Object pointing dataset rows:
──────

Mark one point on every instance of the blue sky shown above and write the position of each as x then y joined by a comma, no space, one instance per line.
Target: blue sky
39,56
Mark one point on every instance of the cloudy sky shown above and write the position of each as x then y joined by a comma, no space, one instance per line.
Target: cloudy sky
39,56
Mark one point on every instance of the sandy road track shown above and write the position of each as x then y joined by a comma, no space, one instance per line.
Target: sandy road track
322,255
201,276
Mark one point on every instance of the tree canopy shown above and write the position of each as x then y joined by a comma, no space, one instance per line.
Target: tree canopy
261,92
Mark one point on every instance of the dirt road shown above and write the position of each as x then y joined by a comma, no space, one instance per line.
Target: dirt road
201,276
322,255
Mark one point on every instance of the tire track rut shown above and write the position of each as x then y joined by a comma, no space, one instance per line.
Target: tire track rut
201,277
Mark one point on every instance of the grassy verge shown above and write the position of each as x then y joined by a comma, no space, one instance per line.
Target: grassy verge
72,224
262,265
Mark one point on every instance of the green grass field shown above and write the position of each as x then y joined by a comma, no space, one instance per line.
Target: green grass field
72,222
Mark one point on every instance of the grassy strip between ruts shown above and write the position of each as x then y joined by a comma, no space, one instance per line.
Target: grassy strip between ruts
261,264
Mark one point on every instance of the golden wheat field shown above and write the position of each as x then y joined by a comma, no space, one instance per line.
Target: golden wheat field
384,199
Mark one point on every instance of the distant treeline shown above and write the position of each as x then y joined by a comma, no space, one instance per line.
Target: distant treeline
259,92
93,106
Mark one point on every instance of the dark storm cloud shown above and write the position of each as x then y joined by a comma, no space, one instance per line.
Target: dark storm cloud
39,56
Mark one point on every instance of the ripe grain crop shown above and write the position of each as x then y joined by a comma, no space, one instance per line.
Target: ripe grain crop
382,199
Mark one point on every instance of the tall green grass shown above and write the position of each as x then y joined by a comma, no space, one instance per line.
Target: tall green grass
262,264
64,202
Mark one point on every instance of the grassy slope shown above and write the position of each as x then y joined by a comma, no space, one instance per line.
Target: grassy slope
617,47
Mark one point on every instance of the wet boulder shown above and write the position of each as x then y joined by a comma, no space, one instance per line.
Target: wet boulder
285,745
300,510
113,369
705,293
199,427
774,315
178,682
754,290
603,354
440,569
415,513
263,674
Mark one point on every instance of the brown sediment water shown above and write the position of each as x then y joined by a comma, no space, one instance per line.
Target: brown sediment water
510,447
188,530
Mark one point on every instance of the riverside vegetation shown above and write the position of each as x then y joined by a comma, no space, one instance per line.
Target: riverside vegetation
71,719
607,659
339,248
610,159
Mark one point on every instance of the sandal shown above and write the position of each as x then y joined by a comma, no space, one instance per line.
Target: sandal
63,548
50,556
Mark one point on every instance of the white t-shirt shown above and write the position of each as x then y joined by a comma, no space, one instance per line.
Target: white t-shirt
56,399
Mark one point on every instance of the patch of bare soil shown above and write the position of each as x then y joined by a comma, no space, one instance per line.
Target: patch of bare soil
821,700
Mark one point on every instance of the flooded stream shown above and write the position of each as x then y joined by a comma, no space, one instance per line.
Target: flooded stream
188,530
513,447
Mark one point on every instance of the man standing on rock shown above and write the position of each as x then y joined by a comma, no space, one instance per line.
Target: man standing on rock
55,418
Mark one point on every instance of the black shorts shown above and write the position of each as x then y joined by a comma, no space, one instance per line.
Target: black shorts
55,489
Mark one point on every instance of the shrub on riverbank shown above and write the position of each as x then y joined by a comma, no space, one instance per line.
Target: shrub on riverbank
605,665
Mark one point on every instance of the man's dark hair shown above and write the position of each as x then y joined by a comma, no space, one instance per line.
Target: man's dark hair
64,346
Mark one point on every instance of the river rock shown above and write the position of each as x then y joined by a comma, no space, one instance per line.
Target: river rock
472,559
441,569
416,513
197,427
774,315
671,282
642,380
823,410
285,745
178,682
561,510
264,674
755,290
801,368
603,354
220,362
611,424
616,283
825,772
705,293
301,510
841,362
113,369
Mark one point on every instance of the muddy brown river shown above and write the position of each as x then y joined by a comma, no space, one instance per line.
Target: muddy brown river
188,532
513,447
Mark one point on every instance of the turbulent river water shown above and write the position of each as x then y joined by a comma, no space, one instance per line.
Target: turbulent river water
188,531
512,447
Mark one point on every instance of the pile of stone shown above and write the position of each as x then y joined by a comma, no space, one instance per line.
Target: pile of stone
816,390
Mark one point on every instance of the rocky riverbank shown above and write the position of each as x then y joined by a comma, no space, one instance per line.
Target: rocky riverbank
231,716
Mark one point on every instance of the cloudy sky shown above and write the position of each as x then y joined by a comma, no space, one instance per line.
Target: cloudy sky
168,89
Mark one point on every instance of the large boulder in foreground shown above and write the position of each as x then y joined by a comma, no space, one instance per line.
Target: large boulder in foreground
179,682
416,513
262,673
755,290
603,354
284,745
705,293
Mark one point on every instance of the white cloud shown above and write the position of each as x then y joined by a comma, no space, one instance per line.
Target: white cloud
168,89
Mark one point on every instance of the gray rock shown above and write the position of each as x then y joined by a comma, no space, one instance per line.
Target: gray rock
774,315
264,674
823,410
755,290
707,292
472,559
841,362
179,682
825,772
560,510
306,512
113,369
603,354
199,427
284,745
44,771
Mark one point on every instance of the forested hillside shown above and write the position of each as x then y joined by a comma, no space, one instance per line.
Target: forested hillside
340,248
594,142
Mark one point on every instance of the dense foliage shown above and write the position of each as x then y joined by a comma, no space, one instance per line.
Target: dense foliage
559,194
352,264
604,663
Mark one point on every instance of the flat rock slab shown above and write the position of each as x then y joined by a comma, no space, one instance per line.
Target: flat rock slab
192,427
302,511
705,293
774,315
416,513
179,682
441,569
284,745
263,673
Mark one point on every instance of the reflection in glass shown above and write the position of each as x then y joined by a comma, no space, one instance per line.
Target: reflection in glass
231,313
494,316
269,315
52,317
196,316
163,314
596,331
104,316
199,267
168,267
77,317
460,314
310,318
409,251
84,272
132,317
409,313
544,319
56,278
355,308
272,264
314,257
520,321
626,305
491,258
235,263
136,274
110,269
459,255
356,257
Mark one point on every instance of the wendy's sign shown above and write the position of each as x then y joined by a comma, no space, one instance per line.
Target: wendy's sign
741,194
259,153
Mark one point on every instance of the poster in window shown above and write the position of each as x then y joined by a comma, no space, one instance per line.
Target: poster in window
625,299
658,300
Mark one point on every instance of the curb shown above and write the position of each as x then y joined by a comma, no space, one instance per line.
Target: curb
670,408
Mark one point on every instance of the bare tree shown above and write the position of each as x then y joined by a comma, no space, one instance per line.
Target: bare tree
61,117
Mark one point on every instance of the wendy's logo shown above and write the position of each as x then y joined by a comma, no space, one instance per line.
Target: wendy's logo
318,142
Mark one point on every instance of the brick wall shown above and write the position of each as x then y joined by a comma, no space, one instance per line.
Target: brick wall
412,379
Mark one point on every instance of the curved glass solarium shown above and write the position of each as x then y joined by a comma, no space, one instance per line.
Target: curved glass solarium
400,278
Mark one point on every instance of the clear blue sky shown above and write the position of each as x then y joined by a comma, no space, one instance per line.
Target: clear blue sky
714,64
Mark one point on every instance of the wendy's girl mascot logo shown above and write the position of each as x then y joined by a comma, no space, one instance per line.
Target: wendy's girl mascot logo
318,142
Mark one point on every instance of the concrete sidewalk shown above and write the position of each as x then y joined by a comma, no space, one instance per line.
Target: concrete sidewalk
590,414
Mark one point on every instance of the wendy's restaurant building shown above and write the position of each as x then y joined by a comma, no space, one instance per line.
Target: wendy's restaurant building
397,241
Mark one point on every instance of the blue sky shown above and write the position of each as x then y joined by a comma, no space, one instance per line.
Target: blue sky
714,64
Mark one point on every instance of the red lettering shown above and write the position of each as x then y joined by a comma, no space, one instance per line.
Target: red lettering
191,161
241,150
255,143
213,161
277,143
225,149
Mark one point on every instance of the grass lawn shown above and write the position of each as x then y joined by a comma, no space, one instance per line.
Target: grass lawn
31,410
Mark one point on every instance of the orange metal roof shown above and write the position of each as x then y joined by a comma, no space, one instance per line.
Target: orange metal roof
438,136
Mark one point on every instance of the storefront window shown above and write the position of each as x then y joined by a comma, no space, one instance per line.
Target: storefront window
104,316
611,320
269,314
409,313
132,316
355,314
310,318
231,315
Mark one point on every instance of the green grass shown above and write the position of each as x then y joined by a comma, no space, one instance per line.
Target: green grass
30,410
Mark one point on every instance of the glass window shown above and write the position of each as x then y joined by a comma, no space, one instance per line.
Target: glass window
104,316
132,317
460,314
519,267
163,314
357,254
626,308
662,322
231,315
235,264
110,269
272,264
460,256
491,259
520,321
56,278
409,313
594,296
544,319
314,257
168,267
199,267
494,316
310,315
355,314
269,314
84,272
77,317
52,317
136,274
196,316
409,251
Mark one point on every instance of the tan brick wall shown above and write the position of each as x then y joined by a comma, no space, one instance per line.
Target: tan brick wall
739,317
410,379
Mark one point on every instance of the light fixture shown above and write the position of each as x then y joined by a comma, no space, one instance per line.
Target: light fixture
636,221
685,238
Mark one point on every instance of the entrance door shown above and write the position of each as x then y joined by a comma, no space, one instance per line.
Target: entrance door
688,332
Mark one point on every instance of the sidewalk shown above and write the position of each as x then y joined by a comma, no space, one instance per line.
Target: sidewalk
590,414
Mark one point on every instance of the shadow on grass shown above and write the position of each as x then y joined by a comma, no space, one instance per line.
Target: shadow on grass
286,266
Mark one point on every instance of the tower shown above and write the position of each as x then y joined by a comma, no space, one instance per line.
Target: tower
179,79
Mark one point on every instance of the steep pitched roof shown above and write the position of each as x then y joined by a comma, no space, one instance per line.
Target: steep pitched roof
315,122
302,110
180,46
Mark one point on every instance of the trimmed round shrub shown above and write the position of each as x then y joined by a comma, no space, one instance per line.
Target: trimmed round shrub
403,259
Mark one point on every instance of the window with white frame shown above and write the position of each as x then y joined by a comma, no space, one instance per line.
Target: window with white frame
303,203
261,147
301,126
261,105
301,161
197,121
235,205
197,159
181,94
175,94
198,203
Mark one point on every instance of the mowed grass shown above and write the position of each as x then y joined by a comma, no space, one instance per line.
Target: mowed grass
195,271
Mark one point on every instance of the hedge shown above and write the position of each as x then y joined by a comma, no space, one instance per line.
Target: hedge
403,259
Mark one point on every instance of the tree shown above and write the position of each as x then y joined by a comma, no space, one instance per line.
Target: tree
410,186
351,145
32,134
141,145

──────

Problem:
Extract every line from the one with "Mark one point on every instance of the trimmed" down to the final line above, both included, exactly as written.

Response to this task:
Mark one point on every instance of the trimmed round shrub shown above and write the position of each as x then y joined by a comma, no space, one instance per line.
Target: trimmed round shrub
403,259
Mark one point on every instance of the window with white frame shown above and write the position of each as x then y joined by a comma, no space, one instance per line.
Target: window with white frame
303,203
261,147
301,126
261,105
301,161
197,121
235,205
197,159
181,94
175,94
198,203
Mark one point on every instance of the mowed grass shown above and write the position of each as x then y joined by a comma, no space, one instance per line.
Target: mowed grass
195,271
Mark one point on every instance of the hedge shown above and write the position of each as x then y joined by a comma, no space, one instance per line.
Target: hedge
403,259
Mark one point on every instance of the tree shown above and write the position of each as x then y joined by a comma, no space, one instance per line.
Target: tree
410,186
351,145
32,134
141,145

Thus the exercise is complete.